Belge alıntısı
>>>>>

Pazartesi, Kasım 10, 2008

Hz. İbrahim Hakkı Ferşadil Ofî

HACI FERŞAD EFENDİ
(1866-1929)
Son devrin Osmanlı müderrisi ve şeyhlerinden

Yeşilalan köyünde doğdu. Asıl adı İbrahim Hakkı’dır. Yazılarında bazen Ferşadzâde İbrâhim Hakkı imzasını kullanmasına rağmen daha çok Ferşâd Efendi olarak tanınır. Doğum tarihi kesin olarak bilinmemekle beraber altmış üç yaşlarında vefat ettiğine göre 1866 yılında doğduğu söylenebilir. Fakir bir aileye mensup olduğundan çocukluğunda bir süre çobanlık yaptı. Daha sonra üstün zekaya sahip olduğunu fark eden bazı alimlerin telkiniyle yörenin müderrislerinden Huşolu numan Efendi’den İslami ilimleri tahsil etmeye başladı. Küçük yaşına rağmen her yıl ramazan ayında civar illere giderek vaazlar veriyor, heyecanlı konuşmalarıyla kalabalık cemaatlerin ilgisini çekiyordu. Tahsili devam ederken Trabzon yöresindeki bazı illerde kısa süreli imamlık görevinde bulundu. İcazet aldıktan sonra İstanbul’a gitti ve ramazan ayında Ayasofya camii’vaazlar verdi.Seyehati Sırasında tanıştığı Kondulu Yusuf Şevki Efendi ile İstanbul’da buluştu ve Süleymaniye’deki Gümüşhanevi Tekke’sine gidip Ahmet Ziyaeddin Efendi’yi ziyaret etti. Tekkeye girerken tasavvufa intisap etme niyeti olmamsına rağmen orada Yusuf Şevki Efendi’den tarikat dersi almaya başladı. Memleketinde döndükten sonra köyünde bir medrese kurdu ve çeşitli aralıklarla burada kırk yıl müderrislik yaparak 300’ü aşkın öğrenciye icazet verdi. Of’ta müftülük, Samsun İdâdisinde öğretmenlik yaptı. Okuyan öğrencilerin askerlikten muaf tutulması için kurulan komisyonlarda görevlendirildi. İşgal sırasında Ruslar’ın Bayburt’tan Tiflis’e götürdükleri kitapların geri alınması için Şark ordusu kumandanı Kazım Karabekir Paşa’ya yazdığı mektuptan anlaşıldığına göre Gümüşhanevi Ahmet Ziyaeddin adına Of, Rize ve Bayburt’ta vakıf kütüphanelerinin mütevelliliği görevini de yürütmüştür.

<<<<<

Ham veri
>>>>>

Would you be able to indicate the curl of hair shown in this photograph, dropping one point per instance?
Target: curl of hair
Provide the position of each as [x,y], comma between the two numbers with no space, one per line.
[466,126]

<<<<<

Alıştırma
Hacı Ferşad Efendi'nin hayatını anlatan metni baştan sona, hiçbir yerini değiştirmeden aynen yazar mısın?

Doğru cevap
Pazartesi, Kasım 10, 2008

Hz. İbrahim Hakkı Ferşadil Ofî

HACI FERŞAD EFENDİ
(1866-1929)
Son devrin Osmanlı müderrisi ve şeyhlerinden

Yeşilalan köyünde doğdu. Asıl adı İbrahim Hakkı’dır. Yazılarında bazen Ferşadzâde İbrâhim Hakkı imzasını kullanmasına rağmen daha çok Ferşâd Efendi olarak tanınır. Doğum tarihi kesin olarak bilinmemekle beraber altmış üç yaşlarında vefat ettiğine göre 1866 yılında doğduğu söylenebilir. Fakir bir aileye mensup olduğundan çocukluğunda bir süre çobanlık yaptı. Daha sonra üstün zekaya sahip olduğunu fark eden bazı alimlerin telkiniyle yörenin müderrislerinden Huşolu numan Efendi’den İslami ilimleri tahsil etmeye başladı. Küçük yaşına rağmen her yıl ramazan ayında civar illere giderek vaazlar veriyor, heyecanlı konuşmalarıyla kalabalık cemaatlerin ilgisini çekiyordu. Tahsili devam ederken Trabzon yöresindeki bazı illerde kısa süreli imamlık görevinde bulundu. İcazet aldıktan sonra İstanbul’a gitti ve ramazan ayında Ayasofya camii’vaazlar verdi.Seyehati Sırasında tanıştığı Kondulu Yusuf Şevki Efendi ile İstanbul’da buluştu ve Süleymaniye’deki Gümüşhanevi Tekke’sine gidip Ahmet Ziyaeddin Efendi’yi ziyaret etti. Tekkeye girerken tasavvufa intisap etme niyeti olmamsına rağmen orada Yusuf Şevki Efendi’den tarikat dersi almaya başladı. Memleketinde döndükten sonra köyünde bir medrese kurdu ve çeşitli aralıklarla burada kırk yıl müderrislik yaparak 300’ü aşkın öğrenciye icazet verdi. Of’ta müftülük, Samsun İdâdisinde öğretmenlik yaptı. Okuyan öğrencilerin askerlikten muaf tutulması için kurulan komisyonlarda görevlendirildi. İşgal sırasında Ruslar’ın Bayburt’tan Tiflis’e götürdükleri kitapların geri alınması için Şark ordusu kumandanı Kazım Karabekir Paşa’ya yazdığı mektuptan anlaşıldığına göre Gümüşhanevi Ahmet Ziyaeddin adına Of, Rize ve Bayburt’ta vakıf kütüphanelerinin mütevelliliği görevini de yürütmüştür.